Requirement: The listing is to be printed word for word, pictures omitted.

Task inputs:
"""
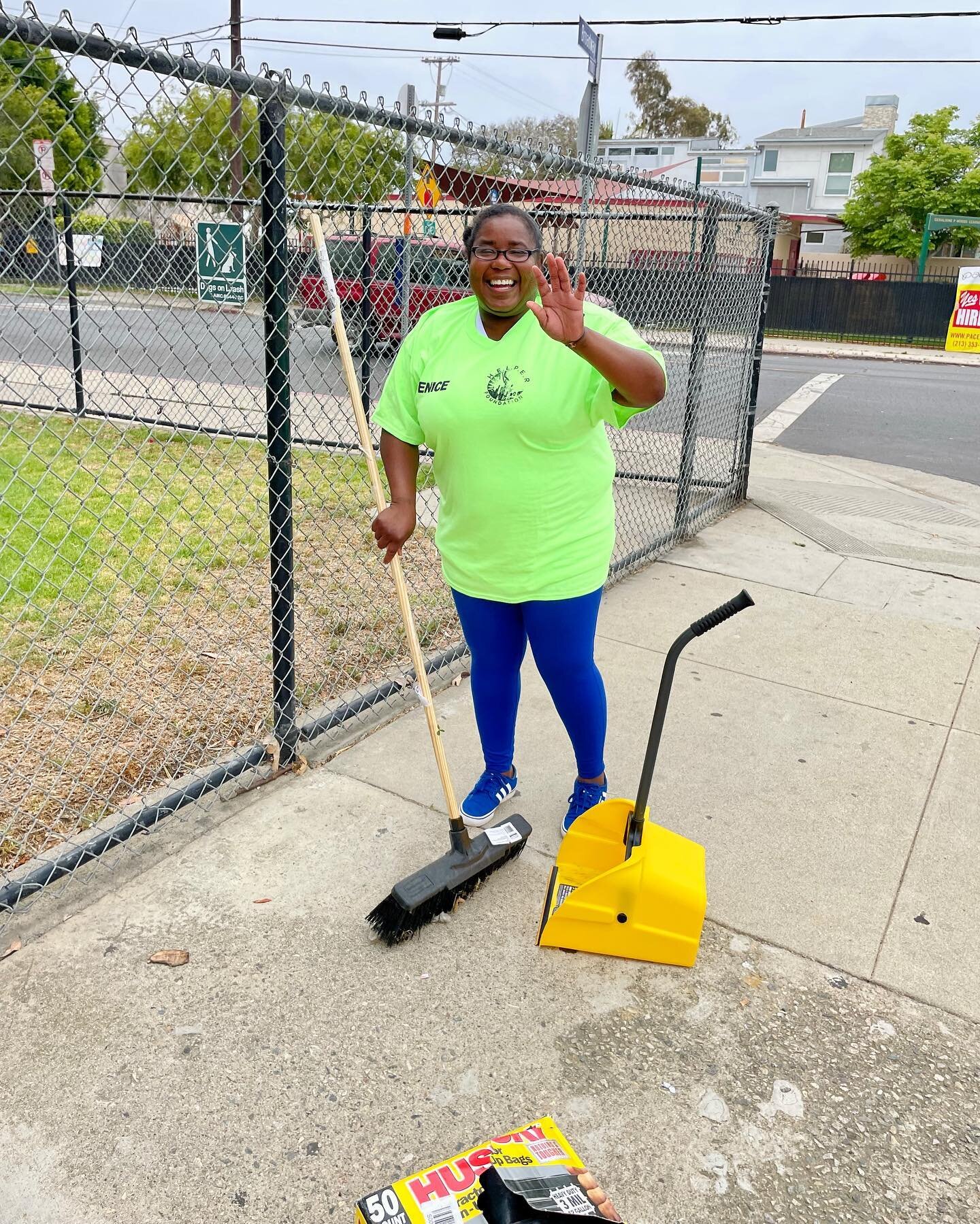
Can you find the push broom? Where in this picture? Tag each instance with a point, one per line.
(440, 887)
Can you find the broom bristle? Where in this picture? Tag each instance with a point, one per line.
(395, 922)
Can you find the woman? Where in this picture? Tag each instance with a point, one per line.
(510, 389)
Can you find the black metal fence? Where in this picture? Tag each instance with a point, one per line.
(898, 312)
(866, 269)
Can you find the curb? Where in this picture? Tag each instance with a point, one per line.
(857, 354)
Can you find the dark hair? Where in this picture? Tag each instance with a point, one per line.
(488, 214)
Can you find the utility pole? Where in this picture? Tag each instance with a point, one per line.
(439, 104)
(588, 125)
(235, 116)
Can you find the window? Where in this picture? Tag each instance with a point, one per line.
(838, 174)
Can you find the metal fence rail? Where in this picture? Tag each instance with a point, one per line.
(189, 589)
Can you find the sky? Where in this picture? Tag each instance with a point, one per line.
(759, 97)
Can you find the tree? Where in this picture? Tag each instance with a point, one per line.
(931, 168)
(661, 113)
(38, 101)
(183, 147)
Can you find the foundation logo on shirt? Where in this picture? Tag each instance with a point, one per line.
(506, 386)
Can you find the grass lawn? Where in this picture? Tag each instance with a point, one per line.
(135, 609)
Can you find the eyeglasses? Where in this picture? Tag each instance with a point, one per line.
(514, 255)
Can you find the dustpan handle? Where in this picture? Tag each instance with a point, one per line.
(710, 621)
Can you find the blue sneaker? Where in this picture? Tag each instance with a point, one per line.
(487, 796)
(585, 796)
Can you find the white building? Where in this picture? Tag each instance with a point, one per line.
(729, 170)
(808, 171)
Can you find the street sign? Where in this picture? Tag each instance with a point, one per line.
(220, 263)
(589, 43)
(949, 220)
(963, 335)
(44, 159)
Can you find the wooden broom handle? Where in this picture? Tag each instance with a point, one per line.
(367, 446)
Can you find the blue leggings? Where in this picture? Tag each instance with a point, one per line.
(563, 635)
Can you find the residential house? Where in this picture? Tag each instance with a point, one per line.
(722, 169)
(808, 173)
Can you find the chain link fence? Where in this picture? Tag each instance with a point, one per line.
(189, 588)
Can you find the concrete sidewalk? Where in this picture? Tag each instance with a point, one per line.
(820, 1063)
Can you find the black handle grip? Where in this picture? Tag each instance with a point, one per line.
(741, 601)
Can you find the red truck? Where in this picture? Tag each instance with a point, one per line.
(439, 274)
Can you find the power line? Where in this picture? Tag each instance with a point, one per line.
(640, 21)
(627, 22)
(606, 59)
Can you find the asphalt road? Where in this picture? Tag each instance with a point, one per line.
(911, 415)
(920, 416)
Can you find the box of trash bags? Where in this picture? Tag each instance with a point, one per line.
(529, 1175)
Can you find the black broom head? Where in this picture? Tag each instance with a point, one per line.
(438, 888)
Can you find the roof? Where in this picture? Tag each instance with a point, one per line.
(851, 131)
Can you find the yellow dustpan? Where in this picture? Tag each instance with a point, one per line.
(623, 885)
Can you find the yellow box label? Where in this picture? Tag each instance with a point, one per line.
(447, 1193)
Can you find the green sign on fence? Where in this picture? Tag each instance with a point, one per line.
(220, 263)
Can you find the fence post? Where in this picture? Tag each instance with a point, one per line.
(696, 364)
(367, 338)
(764, 306)
(280, 454)
(71, 276)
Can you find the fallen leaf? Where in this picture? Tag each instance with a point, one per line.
(172, 956)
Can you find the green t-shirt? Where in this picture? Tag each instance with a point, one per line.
(521, 454)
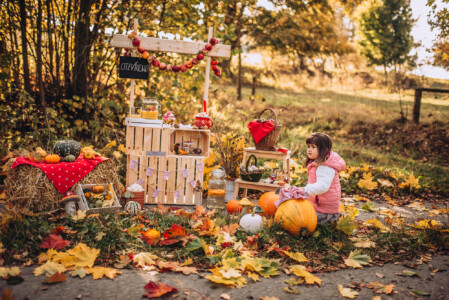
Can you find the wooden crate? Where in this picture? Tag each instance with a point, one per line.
(83, 204)
(151, 147)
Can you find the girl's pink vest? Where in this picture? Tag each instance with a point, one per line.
(329, 202)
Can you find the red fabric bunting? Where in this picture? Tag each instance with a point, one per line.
(260, 129)
(64, 175)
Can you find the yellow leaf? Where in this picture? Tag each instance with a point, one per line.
(49, 268)
(298, 256)
(376, 223)
(144, 258)
(81, 272)
(99, 272)
(80, 256)
(347, 293)
(253, 276)
(368, 184)
(357, 260)
(187, 262)
(5, 272)
(300, 271)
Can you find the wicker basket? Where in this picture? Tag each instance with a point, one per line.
(253, 176)
(269, 141)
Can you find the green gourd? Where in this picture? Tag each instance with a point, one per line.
(64, 148)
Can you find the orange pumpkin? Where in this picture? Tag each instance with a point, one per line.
(266, 202)
(233, 206)
(97, 189)
(52, 158)
(297, 216)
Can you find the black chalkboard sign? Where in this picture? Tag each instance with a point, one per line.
(133, 67)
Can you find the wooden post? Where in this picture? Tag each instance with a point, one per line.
(133, 81)
(417, 105)
(208, 59)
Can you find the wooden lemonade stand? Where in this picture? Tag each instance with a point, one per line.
(168, 178)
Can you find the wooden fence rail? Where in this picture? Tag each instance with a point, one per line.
(418, 96)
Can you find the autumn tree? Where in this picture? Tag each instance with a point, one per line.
(385, 37)
(439, 20)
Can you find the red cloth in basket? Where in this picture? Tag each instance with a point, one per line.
(64, 175)
(260, 129)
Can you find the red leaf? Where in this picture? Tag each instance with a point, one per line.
(59, 229)
(54, 241)
(157, 289)
(175, 231)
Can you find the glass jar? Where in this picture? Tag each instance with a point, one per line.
(151, 108)
(217, 189)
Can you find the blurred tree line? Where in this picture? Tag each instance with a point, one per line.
(58, 74)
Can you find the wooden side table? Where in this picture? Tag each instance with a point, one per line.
(261, 185)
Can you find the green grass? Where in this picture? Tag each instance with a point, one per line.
(336, 112)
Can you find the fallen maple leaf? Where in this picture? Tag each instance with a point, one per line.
(54, 241)
(144, 258)
(347, 292)
(380, 288)
(55, 278)
(99, 272)
(49, 268)
(157, 289)
(298, 256)
(357, 260)
(5, 272)
(300, 271)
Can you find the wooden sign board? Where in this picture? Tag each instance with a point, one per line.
(133, 67)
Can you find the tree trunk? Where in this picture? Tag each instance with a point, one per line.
(239, 78)
(50, 41)
(39, 74)
(67, 79)
(23, 25)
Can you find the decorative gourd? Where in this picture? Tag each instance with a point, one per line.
(132, 207)
(64, 148)
(97, 189)
(297, 216)
(52, 158)
(251, 223)
(70, 158)
(233, 207)
(38, 155)
(266, 202)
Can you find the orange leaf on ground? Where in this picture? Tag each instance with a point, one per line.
(157, 289)
(54, 241)
(55, 278)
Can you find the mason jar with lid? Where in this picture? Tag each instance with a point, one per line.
(217, 189)
(151, 108)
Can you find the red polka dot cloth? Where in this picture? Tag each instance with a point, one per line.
(64, 175)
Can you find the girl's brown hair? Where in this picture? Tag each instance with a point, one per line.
(324, 144)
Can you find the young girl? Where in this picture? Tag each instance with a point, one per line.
(323, 188)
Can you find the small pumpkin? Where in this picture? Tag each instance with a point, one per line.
(252, 222)
(70, 158)
(233, 207)
(266, 202)
(297, 216)
(64, 148)
(52, 158)
(98, 189)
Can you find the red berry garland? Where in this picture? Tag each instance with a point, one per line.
(173, 68)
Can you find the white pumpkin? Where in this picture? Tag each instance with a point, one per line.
(132, 207)
(252, 223)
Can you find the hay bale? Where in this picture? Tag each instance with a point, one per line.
(27, 186)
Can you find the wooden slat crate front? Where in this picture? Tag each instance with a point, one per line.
(152, 147)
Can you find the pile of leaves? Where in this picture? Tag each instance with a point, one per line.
(178, 240)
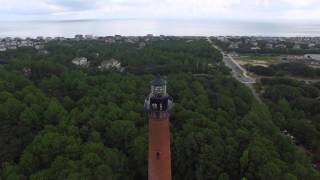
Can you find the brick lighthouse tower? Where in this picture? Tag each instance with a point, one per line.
"""
Answer below:
Can you find the push broom? Where in this picture? Tag each instance with a point, one per line.
(440, 887)
Can you find the broom bristle? Where in this picture? Tag each instance with a point, one per line.
(395, 922)
Can you find the woman? Where in this picture? Tag each instance with a point, one per line.
(510, 389)
Can you find the black metal fence? Where in this picture? Tag each instance with a point, one per line.
(898, 312)
(866, 269)
Can you find the curb? Where in this picture? Tag each instance with a point, one per line.
(857, 354)
Can you find the dark hair? Where in this picture? Tag each instance with a point, one per line.
(488, 214)
Can you find the utility pole? Where in this picture? Tag each instance with a point, one per line.
(439, 104)
(588, 125)
(235, 116)
Can you find the window? Where in this picture? Tag each instance with a point, one per line.
(838, 174)
Can you find the metal fence rail? Where in this picture? Tag each instance with a point, one per line.
(189, 589)
Can you find the sky? Where in this picture? Tag each instance with a point, one per line.
(759, 97)
Can you find the tree? Where in this picture? Tag each instance with a point, one per line.
(931, 168)
(661, 113)
(38, 101)
(183, 147)
Can you find the foundation logo on shirt? Where in this picture? Tag each instance with a point, one per line.
(506, 386)
Can you find the grass lawn? Where in this picture? Tag each instance with a point, one per line.
(135, 609)
Can you find the eyeglasses? Where in this picture? Tag each instance with a point, one per line.
(514, 255)
Can you find the dustpan handle? Where in this picture? Tag each instance with a point, one per line.
(710, 621)
Can you find the blue sneaker? Where in this picture? Tag each instance with a point, one per line.
(487, 796)
(585, 796)
Can you find the white building? Where in this picture? Tag each instance with a point, one per line.
(729, 170)
(808, 171)
Can you find the street sign? Where in this picture? Tag each instance with a point, one per line.
(220, 263)
(589, 43)
(949, 220)
(963, 335)
(44, 159)
Can you find the wooden broom handle? Where in this picture? Tag each instance with a point, one per line.
(367, 446)
Can you find the blue leggings? Where in this picture? Tag each instance with a point, one per line.
(563, 635)
Can you find the residential house? Where in this picture? Tag each instance with a point, one per line.
(722, 169)
(808, 173)
Can you find the chain link fence? Where in this picture? Tag each instance with a point, one per line.
(189, 588)
Can you find the concrete sidewalk? Where in this picture? Tag each instance with a point, one per line.
(820, 1063)
Can you find the black handle grip? Where in this picture? Tag each instance with a point, one per line.
(741, 601)
Can you find the red truck? Where in this picture? Tag each instance with a point, one per line.
(439, 274)
Can you find the power line? Where in this picture? Tag each instance with a point, one per line.
(640, 21)
(627, 22)
(606, 59)
Can you find the asphalt road? Where in this picture? Tag each instance with a point, one per line.
(911, 415)
(920, 416)
Can you find the box of trash bags? Where in this picture? Tag each instance with a point, one per line.
(529, 1175)
Can you find the black broom head? Where in this picture? Tag each instance with a point, one per line.
(438, 888)
Can you find the roof? Where in this picture? Tag each instance with a point, one per line.
(851, 131)
Can you find the yellow dustpan? Where in this picture? Tag each instance with a point, one per line.
(623, 885)
Can you find the yellow box label? Where in this picture? Tag each instance with a point, one per line.
(447, 1193)
Can you find the green sign on fence? Where in this picture? Tag each instance with a point, one per line.
(220, 263)
Can you find the fence post? Where in this picture? Tag each instance with a point, one per line.
(696, 364)
(367, 338)
(764, 306)
(280, 454)
(71, 276)
Can you find the fallen leaf? Where in this picture? Tag each instance with a point, one per line.
(172, 956)
Can you find the green t-shirt? Where in this picture? Tag each instance with a point, one per line.
(521, 454)
Can you find the wooden crate? Where in this picture? Tag each instance with a point, one per line.
(83, 204)
(151, 147)
Can you find the girl's pink vest? Where in this picture? Tag each instance with a point, one per line.
(329, 202)
Can you find the red fabric bunting? Where in this picture? Tag each instance with a point, one per line.
(260, 129)
(64, 175)
Can you find the yellow leaf? Where in this picture? Tag each instance with a point, one per line.
(49, 268)
(298, 256)
(376, 223)
(144, 258)
(81, 272)
(99, 272)
(80, 256)
(347, 293)
(253, 276)
(368, 184)
(357, 260)
(187, 262)
(5, 272)
(300, 271)
Can you find the wicker basket? Where in this picture? Tag each instance with a point, one per line.
(253, 176)
(269, 141)
Can you find the green gourd? Where in this picture? Tag each instance with a point, one per line.
(64, 148)
Can you find the orange pumpkin? Where in this picture? Tag each instance with a point, one per line.
(266, 202)
(233, 206)
(97, 189)
(52, 158)
(297, 216)
Can you find the black chalkboard sign? Where in this picture? Tag each instance with a point, one per line.
(133, 67)
Can you find the wooden post? Where in this picture? Tag each instance with a point, one per line.
(133, 81)
(417, 105)
(208, 59)
Can you find the wooden lemonade stand? Where in this picture? Tag each instance with a point, one per line.
(168, 178)
Can you find the wooden fence rail? Where in this picture? Tag each instance with a point, one per line.
(418, 96)
Can you find the autumn tree? Where in this picture? Tag each instance with a point, one per line.
(385, 37)
(439, 20)
Can you find the red cloth in basket? Where in this picture? Tag each instance with a point, one per line.
(64, 175)
(260, 129)
Can you find the red leaf? Where in this picture? Tag each instance with a point, one per line.
(59, 229)
(54, 241)
(157, 289)
(175, 231)
Can you find the glass jar? Where in this picture? Tag each instance with a point, one per line.
(151, 108)
(217, 189)
Can you find the blurred tree line? Where in this picture? Tag each instance with a point, one per line.
(58, 74)
Can you find the wooden side table? Where in this picture? Tag each instance with a point, one per line.
(261, 185)
Can you find the green grass? Where in this picture? Tag each instance with a point, one per line.
(336, 112)
Can you find the fallen maple leaf? Where in this picture? Tag each instance with a point, one per line.
(54, 241)
(144, 258)
(347, 292)
(380, 288)
(55, 278)
(99, 272)
(49, 268)
(157, 289)
(298, 256)
(357, 260)
(5, 272)
(300, 271)
Can you find the wooden sign board? Where in this picture? Tag each instance with a point, one per line.
(133, 67)
Can you find the tree trunk? Where in this picture? Tag each instance with a point, one per line.
(239, 78)
(50, 41)
(39, 74)
(67, 79)
(23, 25)
Can you find the decorative gourd? Where in this picture? Tag each instance with a point, one per line.
(132, 207)
(64, 148)
(97, 189)
(297, 216)
(52, 158)
(251, 223)
(70, 158)
(233, 207)
(38, 155)
(266, 202)
Can you find the orange leaf on ground? Where in this picture? Tag each instance with a point, one per line.
(157, 289)
(54, 241)
(55, 278)
Can you find the mason jar with lid? Where in this picture? Tag each instance with a point, one per line.
(217, 189)
(151, 108)
Can you find the red polka dot cloth? Where in this picture? Tag each instance with a point, one per line.
(64, 175)
Can you find the girl's brown hair? Where in this picture? Tag each instance with a point, one per line.
(324, 144)
Can you find the young girl? Where in this picture? Tag each instance with a point, one per line.
(323, 188)
Can you find the small pumpkin? Where in this picture? Tag each instance with a point, one per line.
(252, 222)
(70, 158)
(233, 207)
(266, 202)
(297, 216)
(64, 148)
(52, 158)
(98, 189)
Can you find the red berry garland? Where in this picture? Tag each instance with a point, one per line.
(173, 68)
Can you find the white pumpkin? Where in this picture? Tag each instance with a point, one per line.
(132, 207)
(252, 223)
Can you find the hay bale? Where in this picture? Tag each instance with a point, one per line.
(27, 186)
Can you find the wooden slat crate front? Where in this picture? Tag each instance with a point, one per line.
(152, 147)
Can you find the pile of leaves? Where in this picture? Tag each instance with a point, one per line.
(178, 240)
Can you find the brick lighthouse tower? Where in this picture? Tag each instance with a point, one per line.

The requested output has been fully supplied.